** Excerpt follows **

You Bought A Practice – Now What?

Approach the integration of your new practice as a spectrum by focusing on four key areas.

By Josey Sewell, RDH, DEO

Congratulations! You’ve successfully closed the deal on your new dental practice. Kudos, it’s a significant milestone! The excitement of closing the deal should be complemented by a well-thought-out plan for integrating the new practice effectively into your existing practice(s). Successful integration is key to ensuring a smooth transition and the continued growth and success of your dental company.

View integration as a spectrum

When it comes to integrating a new dental practice into your existing business, view it as a spectrum of how much integration or standardization to pursue within the new practice. At one end there is “heavy standardization,” where the goal is to make the newly acquired practice align as closely as possible with your existing practice(s). This approach involves assimilating not just the clinical aspects but also the culture, operational systems, and financial structures. While this level of integration can be appealing, it’s crucial to consider the ripple effects of making significant changes.

The first and most important rule when acquiring a new practice is, “Don’t break it.” (That is, don’t make anything worse!) Rather than rushing to impose radical changes, it’s wise to focus on maintaining the practice’s existing success and modifying it as needed, gradually. This is the core principle of integration, ensuring that you don’t disrupt the well-established operations and relationships within the acquired practice.

On the other end of the spectrum lies the “light touch” approach. Here, you selectively integrate certain aspects of the new practice while preserving its identity and operations. This might involve taking over specific functions like payroll or accounts receivable while allowing the acquired practice to maintain its distinct character.

Four points of integration

Focus on these four key areas to integrate your new practice:

1.  Cultural Integration: The cultural aspect is often overlooked but is arguably the most important. It involves aligning the acquired practice with your organization’s core values, vision, and cultural traditions such as birthday celebrations. Further, it includes being consistent with how you conduct performance reviews, hold meetings, and interact with team members across both practices.

2.  Financial Integration: This includes essential tasks such as transitioning accounting systems and bank accounts. A successful financial integration ensures that the new practice’s monetary processes align with your organization’s financial structures.

3. Operational Integration: Operational compatibility involves ensuring that all practices use similar software, handle phone calls in a consistent manner, offer the same patient financing options, and utilize insurance in a similar fashion. Alignment here will streamline the patient experience and make the integration process smoother.

4.  Clinical Integration: This entails ensuring that the standard of care, formulary, supply usage, among other clinical aspects, are consistent. Clinical integration aims to provide a consistent quality of care to patients and ensures that all providers in your organization follow the same standards.

** End of Excerpt **

Brief 1: Reproduce word for word the part of the dental practice integration article that begins with the words containing "The first and" and ends with "its distinct character.".
Brief 2: Extend the dental practice integration article beyond its final sentence.
The records that come next are separate from the dental practice integration article.

** Information follows **

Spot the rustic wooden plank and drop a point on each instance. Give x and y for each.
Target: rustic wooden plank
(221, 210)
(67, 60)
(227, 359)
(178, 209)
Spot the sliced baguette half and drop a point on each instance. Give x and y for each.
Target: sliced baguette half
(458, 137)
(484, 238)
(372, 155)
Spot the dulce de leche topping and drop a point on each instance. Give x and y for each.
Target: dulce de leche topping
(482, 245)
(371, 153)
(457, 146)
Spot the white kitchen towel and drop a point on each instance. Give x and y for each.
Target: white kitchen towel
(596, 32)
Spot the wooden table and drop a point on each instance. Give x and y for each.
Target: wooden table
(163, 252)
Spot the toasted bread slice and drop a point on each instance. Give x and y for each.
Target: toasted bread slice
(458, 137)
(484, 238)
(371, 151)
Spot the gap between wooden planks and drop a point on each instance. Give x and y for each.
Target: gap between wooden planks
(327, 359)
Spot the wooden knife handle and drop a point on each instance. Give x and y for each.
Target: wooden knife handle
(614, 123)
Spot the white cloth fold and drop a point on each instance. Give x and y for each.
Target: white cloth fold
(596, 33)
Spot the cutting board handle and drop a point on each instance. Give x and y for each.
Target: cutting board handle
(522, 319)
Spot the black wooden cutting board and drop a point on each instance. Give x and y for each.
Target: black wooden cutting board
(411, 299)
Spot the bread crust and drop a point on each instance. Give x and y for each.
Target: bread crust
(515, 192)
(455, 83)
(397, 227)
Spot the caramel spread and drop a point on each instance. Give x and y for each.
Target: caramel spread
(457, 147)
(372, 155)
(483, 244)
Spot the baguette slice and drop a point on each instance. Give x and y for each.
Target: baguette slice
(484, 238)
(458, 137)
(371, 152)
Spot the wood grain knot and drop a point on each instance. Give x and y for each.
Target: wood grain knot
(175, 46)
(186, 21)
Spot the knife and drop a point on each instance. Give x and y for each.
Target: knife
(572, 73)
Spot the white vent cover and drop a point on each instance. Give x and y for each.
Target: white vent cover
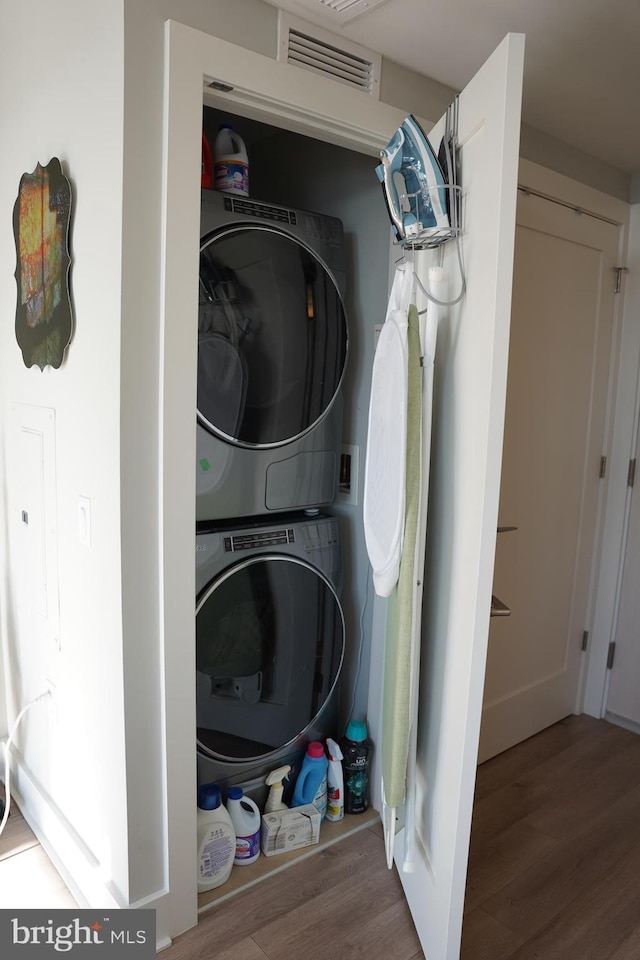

** End of Information **

Exercise response 1:
The first and most important rule when acquiring a new practice is, “Don’t break it.” (That is, don’t make anything worse!) Rather than rushing to impose radical changes, it’s wise to focus on maintaining the practice’s existing success and modifying it as needed, gradually. This is the core principle of integration, ensuring that you don’t disrupt the well-established operations and relationships within the acquired practice.

On the other end of the spectrum lies the “light touch” approach. Here, you selectively integrate certain aspects of the new practice while preserving its identity and operations. This might involve taking over specific functions like payroll or accounts receivable while allowing the acquired practice to maintain its distinct character.

Exercise response 2:
Creating an integration plan

For successful integration, approach the process one step at a time. Start by evaluating their critical systems and reviewing their metrics to see where their strengths are. Identify what is already working well, what should be retained, and where they can improve/what should be modified. With this approach, you can ensure that you’re not unnecessarily disrupting efficient processes.

Also, prioritizing cultural integration is essential. If you really spend time on integrating culture, the team at your newly acquired practice is going to be more satisfied. You’ll gain their trust and “buy-in.” By focusing on cultural alignment as a primary goal, you can foster a sense of unity among team members and across your entire company. When integrating team members at the acquired practice see that their values and contributions are respected and valued, they will feel more comfortable and less resistant to change. By focusing on culture first, you ensure higher staff retention also.

Tips for successful integration

In addition to the four points of integration and the spectrum approach, here are some practical tips.

  • Realistic Expectations: As you execute your integration plan, keep in mind the amount of change you’re asking a practice to do. Too much change too quickly can lead to resistance and disrupt morale, or even patient care.
  • Resource Allocation: Understand that integrating a new practice requires significant resources, including time and energy. Consider having a dedicated integration team or project manager to ensure a smooth process.
  • Communication: Open and transparent communication is essential. Ensure that the team at the acquired practice is heard, seen, and valued. Their input and feedback can be invaluable in the integration process.

By approaching the integration of your newly acquired practice with a clear plan, a people-first mindset, and prioritizing cultural integration, you’ll achieve a smooth transition and set the stage for your newly acquired practice’s long-term success.